** GIVEN RECORDS **

# # #

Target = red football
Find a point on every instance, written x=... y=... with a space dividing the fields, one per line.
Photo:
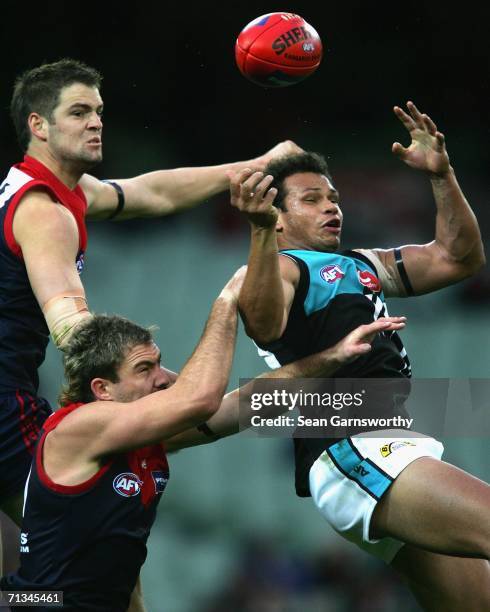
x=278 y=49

# # #

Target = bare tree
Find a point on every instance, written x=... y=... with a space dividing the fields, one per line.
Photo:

# # #

** GOAL OF THE EXERCISE **
List each line of the listing above that contains the string "Target".

** FULL RESPONSE **
Target = red football
Target = bare tree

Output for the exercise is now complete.